TUJUAN TUGAS
Tuliskan lanjutan kutipan tentang hisab Urfi di bawah ini, dimulai tepat setelah kalimat terakhirnya.
*** KUTIPAN
Dalam sistem hisab Urfi berdasarkan pada perhitungan rata-rata dari
peredaran Bulan mengelilingi Bumi. Perhitungan secara Urfi ini bersifat tetap,
umur bulan itu tetap setiap bulannya. Bulan yang ganjil; gasal berumur tiga
puluh hari sedangkan bulan yang genap berumur dua puluh sembilan hari. Dengan
demikian bulan Ramadan sebagai bulan kesembilan (ganjil) selamanya akan berumur
tiga puluh hari (Anwar, Almanak_Hijriah.pdf – Adobe Reader: 8)
******
*** DATA SUMBER
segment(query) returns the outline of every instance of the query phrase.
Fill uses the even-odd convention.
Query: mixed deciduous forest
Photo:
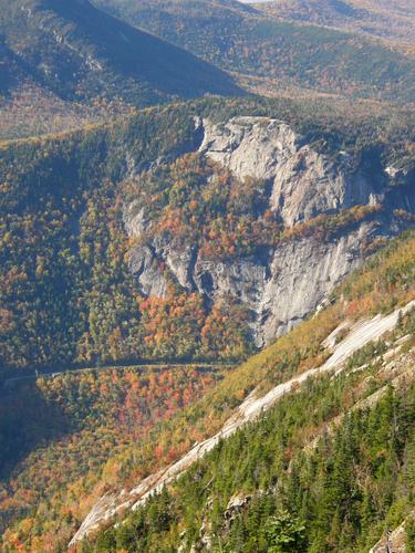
******
JAWABAN
Biasanya untuk memudahkan dan kepentingan praktis perhitungan
dalam pembuatan kalender Kamariah dibuat secara Urfi. Kalender Kamariah Urfi
didasarkan pada peredaran Bulan mengelilingi Bumi dalam orbitnya dengan masa 29
hari, 12 jam, 44 menit, 2,8 detik setiap satu bulannya. Rentang waktu tersebut adalah rentang waktu
dari konjungsi (ijtimak) ke konjungsi berikutnya. Dengan perkataan
lain, rentang waktu antara posisi titik pusat Matahari, Bulan, dan Bumi berada
pada bidang kutub ekliptika yang sama. Rentang waktu itu disebut dengan satu bulan/month. Dengan demikian, perhitungan
kalender Kamariah di mulai dari menghitung awal bulan atau bulan
baru/ new month (Fathurohman 2006).
Kalender ini terdiri 12 bulan, dengan masa satu tahun 354 hari, 8 jam, 48
menit, 35 detik. Itu berarti lebih pendek 10 hari, 21 jam (sekitar 11 hari)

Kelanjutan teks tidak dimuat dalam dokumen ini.